▶ ACTIONS TO TAKE
**1)** Reproduce the passage of the hyperinflation article starting at "Instead, the looming" and ending at "borrowing costs, higher?".
**2)** Continue the hyperinflation article from its final sentence onward.

▶ QUOTED PASSAGE
-- Start --
Hyperinflation Spook Story

An increasingly vocal cohort of economists and analysts are sounding the fire-engine red alarms that hyperinflation is coming in the U.S., as early as this year or a decade out.

Analysts at UBS, economists Allan Meltzer and John Williams, investors Marc Faber and Peter Schiff, and the gold bugs have repeatedly rang the bell about wheelbarrow inflation.

But betting the Fed’s stimulus slingshot will come back to hit us all in the head with hyperinflation anytime soon will make you broke.

The hyperinflation storyline goes like this: The Federal Reserve’s ultra-low interest rate policies, its mega-purchases of U.S. Treasuries and mortgage-backed securities, and the attendant increase in bank reserves will all leach into consumer prices in a big way very soon.

However, the Fed’s monetary big bang experiment will not immediately play out in hyperinflation, and it may never do so, not in the way inflationistas think—even though anyone arguing that risks being put in front of an intellectual firing squad.

Hyperinflation is not upon us, nor is it evident in Japan, even though its central bank went down this “stimulus” road in 2001 well before the U.S.

“If reserve growth had any broader impact on bank behavior or the economy, Japan wouldn’t still be stagnating after more than a decade of its central bank stimulus, and the U.S. economy would have responded much more strongly to growth in its central bank’s balance sheet,” says Louis Crandall, chief economist at Wrightson Icap and a respected Fed watcher.

The Fed’s unstated “triple” mandate—price stability, maximum employment, and now asset reflation—has consistently been criticized for the last six years as a dangerous moonshot for job growth that will swamp the U.S. economy in hyperinflation.

The criticism comes as the central bank faces Congressional and White House pressure like never before—government spending being mistaken for achievement.

The Federal Reserve’s balance sheet has more than quadrupled to $4.4 trillion since the beginning of the economic crisis due to its large “quantity” of securities purchases (ergo “quantitative easing”).

The central bank created some $2.52 trillion in digital cash, or bank reserves, to first buy rotten mortgage-backed bonds, later U.S. Treasuries, off broker-dealer and bank balance sheets to keep borrowing costs low, which helped revive the housing market (loan rates tied to long-term bonds and notes) and created ‘trickle-down’ confidence.

Stocks rose in value, the upper brackets now spend more, and companies have borrowed cheaply to do things like buy back shares in record amounts, artificially engineering their quarterly EPS, and stock performance, performance higher.

The Fed is expected to make a final $15 billion securities purchase in October, with resulting market volatility, the bedfellow of natural market forces.

The $2.52 trillion in digital bank reserves have been sitting parked on the dozen Federal Reserve banks' balance sheets ever since the Fed began paying interest on reserves in October 2008 for the first time in its (then) 95-year history .

Crandall says: “The volume of reserve balances imposed on the system by the Fed only affects lending very indirectly, if at all.”

Plus, economists note the Fed has the power to destroy those reserves—though that is an extremely risky endeavor.

Instead, the looming black swan event is this: Who steps in when the Fed steps out of buying U.S. Treasuries starting this fall, which could spike the benchmark 10-year yield, and consumer borrowing costs, higher?
-- End --
▶ ENTRIES SUPPLIED
-- Start --
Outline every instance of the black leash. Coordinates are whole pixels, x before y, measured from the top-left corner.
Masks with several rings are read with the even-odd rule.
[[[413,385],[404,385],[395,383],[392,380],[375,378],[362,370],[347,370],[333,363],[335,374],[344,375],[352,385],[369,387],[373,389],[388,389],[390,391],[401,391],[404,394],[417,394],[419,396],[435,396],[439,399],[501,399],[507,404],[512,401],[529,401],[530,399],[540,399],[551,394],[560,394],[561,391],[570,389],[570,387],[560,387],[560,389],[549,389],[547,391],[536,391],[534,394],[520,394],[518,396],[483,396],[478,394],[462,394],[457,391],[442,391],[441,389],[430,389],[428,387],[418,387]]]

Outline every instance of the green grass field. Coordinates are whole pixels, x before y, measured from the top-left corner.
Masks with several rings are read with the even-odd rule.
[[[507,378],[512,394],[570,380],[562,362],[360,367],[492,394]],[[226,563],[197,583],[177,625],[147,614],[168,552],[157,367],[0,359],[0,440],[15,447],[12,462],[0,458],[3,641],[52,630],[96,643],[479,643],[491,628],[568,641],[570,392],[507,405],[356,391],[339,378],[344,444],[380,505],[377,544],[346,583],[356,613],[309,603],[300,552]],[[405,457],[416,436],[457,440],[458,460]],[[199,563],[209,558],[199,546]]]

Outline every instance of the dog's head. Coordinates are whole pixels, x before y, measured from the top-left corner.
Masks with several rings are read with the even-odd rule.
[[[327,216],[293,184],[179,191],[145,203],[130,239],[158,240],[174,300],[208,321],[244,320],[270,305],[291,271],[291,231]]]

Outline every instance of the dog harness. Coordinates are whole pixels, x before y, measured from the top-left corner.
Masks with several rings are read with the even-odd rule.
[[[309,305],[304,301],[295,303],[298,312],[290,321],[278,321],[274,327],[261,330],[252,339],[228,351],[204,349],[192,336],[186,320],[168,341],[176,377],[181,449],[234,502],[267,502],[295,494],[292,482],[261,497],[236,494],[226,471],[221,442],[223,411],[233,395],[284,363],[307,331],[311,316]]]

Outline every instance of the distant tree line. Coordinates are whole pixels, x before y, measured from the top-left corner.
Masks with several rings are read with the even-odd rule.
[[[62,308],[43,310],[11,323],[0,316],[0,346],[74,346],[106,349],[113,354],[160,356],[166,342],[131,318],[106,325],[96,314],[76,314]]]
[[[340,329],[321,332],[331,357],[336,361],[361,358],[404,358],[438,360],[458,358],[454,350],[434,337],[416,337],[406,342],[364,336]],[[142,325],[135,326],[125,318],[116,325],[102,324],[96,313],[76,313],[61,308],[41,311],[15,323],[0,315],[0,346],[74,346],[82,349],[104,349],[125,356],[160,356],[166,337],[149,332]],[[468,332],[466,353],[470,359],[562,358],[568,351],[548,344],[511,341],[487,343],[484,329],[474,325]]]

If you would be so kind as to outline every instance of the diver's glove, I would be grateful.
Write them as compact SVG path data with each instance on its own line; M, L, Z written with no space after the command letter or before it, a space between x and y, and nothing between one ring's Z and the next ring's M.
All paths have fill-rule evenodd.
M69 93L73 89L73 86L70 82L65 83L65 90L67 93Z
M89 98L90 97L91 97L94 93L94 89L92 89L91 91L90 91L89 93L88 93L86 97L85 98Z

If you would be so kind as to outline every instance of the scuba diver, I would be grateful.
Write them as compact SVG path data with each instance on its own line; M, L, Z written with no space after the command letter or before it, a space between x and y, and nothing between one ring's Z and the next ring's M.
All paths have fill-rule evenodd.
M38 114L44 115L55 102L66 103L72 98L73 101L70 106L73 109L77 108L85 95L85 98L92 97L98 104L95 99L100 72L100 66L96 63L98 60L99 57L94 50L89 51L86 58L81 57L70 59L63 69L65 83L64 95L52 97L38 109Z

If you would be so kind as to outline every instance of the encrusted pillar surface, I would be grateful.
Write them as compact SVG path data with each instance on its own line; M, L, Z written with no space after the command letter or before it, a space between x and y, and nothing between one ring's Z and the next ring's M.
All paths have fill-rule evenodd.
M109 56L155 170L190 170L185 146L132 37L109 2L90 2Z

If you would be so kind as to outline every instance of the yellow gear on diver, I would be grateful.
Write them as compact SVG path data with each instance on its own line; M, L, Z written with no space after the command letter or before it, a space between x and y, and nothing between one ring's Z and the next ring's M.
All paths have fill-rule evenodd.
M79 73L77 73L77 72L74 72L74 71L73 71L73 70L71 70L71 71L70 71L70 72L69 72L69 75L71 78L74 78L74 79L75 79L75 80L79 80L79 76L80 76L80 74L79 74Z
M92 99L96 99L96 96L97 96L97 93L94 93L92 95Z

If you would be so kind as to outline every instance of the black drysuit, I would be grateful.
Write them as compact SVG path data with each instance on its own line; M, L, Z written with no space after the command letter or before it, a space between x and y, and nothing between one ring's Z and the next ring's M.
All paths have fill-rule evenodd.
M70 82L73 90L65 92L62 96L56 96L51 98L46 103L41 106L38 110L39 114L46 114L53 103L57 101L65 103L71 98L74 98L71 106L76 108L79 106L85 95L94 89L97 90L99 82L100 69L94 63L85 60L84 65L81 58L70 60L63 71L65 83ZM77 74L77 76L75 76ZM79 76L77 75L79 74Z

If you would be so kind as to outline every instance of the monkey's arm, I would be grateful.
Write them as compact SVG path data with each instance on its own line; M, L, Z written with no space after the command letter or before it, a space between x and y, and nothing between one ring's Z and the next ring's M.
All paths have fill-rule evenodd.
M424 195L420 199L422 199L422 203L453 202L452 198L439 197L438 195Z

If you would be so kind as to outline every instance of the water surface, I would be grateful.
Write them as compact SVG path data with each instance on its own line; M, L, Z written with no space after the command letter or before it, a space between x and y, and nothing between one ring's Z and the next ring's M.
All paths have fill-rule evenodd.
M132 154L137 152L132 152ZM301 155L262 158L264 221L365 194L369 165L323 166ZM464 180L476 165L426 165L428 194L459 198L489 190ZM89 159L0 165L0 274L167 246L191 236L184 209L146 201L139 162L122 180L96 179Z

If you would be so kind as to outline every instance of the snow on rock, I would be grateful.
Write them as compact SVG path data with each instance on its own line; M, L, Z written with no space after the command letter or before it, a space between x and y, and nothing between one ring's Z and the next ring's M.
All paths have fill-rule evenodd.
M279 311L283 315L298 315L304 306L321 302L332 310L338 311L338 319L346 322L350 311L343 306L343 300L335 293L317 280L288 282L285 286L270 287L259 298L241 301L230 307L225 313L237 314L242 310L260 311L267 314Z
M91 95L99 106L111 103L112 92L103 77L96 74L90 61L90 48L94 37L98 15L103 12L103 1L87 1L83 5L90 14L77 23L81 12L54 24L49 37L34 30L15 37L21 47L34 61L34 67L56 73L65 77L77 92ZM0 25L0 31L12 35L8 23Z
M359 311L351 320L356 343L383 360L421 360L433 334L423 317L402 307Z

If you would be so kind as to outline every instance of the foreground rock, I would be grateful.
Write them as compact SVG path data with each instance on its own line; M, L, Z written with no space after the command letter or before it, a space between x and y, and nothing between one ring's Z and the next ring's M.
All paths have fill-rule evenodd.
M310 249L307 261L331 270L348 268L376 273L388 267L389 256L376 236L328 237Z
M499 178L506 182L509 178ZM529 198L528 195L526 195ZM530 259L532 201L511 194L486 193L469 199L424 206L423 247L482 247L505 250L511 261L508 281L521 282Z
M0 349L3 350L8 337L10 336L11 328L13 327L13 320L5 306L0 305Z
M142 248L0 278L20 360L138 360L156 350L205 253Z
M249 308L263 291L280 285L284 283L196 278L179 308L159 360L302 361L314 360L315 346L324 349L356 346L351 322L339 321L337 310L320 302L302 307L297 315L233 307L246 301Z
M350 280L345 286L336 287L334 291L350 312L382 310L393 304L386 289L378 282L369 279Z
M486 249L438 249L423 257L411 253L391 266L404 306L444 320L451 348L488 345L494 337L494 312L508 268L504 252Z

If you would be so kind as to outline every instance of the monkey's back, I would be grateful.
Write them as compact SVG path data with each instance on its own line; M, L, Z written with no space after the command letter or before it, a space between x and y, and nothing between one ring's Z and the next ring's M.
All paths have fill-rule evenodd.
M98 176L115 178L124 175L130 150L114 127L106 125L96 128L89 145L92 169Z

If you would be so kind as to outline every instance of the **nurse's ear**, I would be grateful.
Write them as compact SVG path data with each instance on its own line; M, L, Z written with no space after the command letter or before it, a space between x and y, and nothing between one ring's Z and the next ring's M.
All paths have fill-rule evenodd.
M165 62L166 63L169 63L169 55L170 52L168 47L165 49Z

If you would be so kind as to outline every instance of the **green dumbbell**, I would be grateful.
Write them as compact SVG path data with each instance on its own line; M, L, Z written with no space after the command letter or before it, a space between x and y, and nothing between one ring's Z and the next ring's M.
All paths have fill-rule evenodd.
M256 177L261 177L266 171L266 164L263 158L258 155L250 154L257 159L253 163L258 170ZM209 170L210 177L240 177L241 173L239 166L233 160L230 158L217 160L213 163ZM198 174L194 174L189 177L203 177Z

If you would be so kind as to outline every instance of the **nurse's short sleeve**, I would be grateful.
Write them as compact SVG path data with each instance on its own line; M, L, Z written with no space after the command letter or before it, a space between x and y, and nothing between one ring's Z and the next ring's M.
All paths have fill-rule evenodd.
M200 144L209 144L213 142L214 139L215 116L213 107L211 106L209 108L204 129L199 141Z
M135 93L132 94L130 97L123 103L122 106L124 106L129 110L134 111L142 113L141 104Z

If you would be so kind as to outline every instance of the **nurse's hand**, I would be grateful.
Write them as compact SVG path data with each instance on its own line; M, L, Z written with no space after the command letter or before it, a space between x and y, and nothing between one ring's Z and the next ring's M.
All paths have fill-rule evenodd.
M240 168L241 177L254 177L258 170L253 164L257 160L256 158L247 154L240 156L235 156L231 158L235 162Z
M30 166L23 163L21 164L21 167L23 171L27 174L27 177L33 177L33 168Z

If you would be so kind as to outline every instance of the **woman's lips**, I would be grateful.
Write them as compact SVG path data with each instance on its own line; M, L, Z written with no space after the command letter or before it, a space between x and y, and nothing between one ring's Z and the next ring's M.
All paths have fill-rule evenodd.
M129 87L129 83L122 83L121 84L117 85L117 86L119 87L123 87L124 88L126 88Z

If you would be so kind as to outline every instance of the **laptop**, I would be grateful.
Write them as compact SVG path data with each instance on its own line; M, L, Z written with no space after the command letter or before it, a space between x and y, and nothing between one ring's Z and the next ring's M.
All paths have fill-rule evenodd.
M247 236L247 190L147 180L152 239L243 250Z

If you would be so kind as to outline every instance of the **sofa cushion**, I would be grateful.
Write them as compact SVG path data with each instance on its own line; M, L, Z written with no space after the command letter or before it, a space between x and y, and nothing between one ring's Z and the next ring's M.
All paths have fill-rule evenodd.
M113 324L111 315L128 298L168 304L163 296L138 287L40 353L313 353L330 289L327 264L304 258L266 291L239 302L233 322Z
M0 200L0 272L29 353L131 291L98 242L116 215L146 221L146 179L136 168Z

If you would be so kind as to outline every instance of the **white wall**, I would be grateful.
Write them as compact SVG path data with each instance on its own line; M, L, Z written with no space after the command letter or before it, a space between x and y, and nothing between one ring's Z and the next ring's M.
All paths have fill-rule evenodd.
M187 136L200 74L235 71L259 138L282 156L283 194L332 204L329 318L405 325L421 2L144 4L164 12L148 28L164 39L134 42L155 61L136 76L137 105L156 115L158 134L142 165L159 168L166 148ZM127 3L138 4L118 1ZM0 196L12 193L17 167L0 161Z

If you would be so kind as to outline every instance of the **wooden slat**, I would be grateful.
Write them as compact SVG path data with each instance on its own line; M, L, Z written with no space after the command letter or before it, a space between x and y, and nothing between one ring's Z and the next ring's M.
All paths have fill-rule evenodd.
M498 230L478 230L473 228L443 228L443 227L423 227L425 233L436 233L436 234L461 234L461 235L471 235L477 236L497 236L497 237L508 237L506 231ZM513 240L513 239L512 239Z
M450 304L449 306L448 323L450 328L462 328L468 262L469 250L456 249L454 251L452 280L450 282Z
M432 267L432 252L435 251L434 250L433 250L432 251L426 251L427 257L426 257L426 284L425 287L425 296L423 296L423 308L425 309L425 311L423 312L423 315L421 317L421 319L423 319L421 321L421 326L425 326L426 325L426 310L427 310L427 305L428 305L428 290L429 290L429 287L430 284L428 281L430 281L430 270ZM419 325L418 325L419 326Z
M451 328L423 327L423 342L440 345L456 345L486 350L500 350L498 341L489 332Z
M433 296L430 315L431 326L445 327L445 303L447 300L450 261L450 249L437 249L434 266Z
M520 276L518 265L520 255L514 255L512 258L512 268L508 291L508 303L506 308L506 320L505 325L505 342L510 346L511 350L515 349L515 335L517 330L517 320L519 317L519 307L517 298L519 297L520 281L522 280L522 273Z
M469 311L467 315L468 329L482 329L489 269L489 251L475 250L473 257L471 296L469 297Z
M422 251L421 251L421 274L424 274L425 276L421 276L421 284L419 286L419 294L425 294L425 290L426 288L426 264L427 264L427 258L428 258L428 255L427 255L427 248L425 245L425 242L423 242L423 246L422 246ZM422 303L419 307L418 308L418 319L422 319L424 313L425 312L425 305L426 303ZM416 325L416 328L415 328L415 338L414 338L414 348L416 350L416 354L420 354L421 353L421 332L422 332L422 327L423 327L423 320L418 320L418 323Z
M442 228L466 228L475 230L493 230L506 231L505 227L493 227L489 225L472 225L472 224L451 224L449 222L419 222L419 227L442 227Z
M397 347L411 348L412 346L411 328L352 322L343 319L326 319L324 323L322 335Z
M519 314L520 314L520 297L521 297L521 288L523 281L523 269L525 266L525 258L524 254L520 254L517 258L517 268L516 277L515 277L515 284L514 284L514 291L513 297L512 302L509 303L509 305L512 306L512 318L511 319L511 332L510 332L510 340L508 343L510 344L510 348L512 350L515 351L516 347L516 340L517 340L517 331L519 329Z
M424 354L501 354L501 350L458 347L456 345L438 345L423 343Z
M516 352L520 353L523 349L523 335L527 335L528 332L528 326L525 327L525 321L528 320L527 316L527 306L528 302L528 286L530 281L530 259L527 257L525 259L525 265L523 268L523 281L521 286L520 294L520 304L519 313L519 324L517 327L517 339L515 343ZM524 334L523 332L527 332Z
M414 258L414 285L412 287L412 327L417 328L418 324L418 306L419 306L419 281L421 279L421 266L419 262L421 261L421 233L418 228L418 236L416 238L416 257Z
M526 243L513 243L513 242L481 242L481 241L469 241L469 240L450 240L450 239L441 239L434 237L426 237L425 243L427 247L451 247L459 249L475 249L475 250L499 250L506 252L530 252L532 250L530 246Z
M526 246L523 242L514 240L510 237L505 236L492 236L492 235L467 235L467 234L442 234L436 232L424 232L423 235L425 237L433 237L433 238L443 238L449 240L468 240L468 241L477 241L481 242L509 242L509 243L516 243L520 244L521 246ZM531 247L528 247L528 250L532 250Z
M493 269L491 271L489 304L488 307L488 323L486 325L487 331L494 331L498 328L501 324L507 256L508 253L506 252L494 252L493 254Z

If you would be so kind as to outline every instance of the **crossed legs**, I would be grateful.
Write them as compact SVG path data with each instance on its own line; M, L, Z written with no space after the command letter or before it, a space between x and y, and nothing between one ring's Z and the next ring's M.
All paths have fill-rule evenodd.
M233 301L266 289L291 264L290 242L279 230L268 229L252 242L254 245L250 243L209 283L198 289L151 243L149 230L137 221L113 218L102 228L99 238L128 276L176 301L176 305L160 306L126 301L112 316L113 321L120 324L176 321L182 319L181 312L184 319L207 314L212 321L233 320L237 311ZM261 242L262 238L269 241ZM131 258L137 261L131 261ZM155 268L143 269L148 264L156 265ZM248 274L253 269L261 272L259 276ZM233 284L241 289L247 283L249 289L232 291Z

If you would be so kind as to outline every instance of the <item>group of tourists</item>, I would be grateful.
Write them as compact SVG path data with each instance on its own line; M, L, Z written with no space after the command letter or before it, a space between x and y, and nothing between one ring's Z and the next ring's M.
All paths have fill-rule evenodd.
-- End --
▶ RESULTS FOR EACH TASK
**1)**
Instead, the looming black swan event is this: Who steps in when the Fed steps out of buying U.S. Treasuries starting this fall, which could spike the benchmark 10-year yield, and consumer borrowing costs, higher?

**2)**
Foreign buyers, including China, lately have sent up smoke signals that they might be unreliable buyers of longer-term U.S. notes and bonds. And that is the danger.

Hyperinflation Backdrop

Hyperinflation, extremely high and rapid price increases, is typically triggered by the actual creation of hard currency to pay for things like unfinanced wars or to calm social unrest.

An excess of fiat currency not backed by gold or anything else of value creates lots of buckets of actual dough to buy the same goods and services.

More than two-dozen bouts of hyperinflation occurred in the last century, in Germany in the 1920s, Hungary after World War II, Zimbabwe, Argentina, Chile, Brazil, Poland, Russia, and China. But hyperinflation in the U.S. is still AWOL, a spook story.

What Gives?

However, the Fed is not literally “printing” hard currency, the driver of price inflation. The Fed’s “money printing,” as analysts have dubbed it, doesn’t mean the central bank actually has a printing press in its cellar to mint hard currency. The U.S. Treasury runs the mint.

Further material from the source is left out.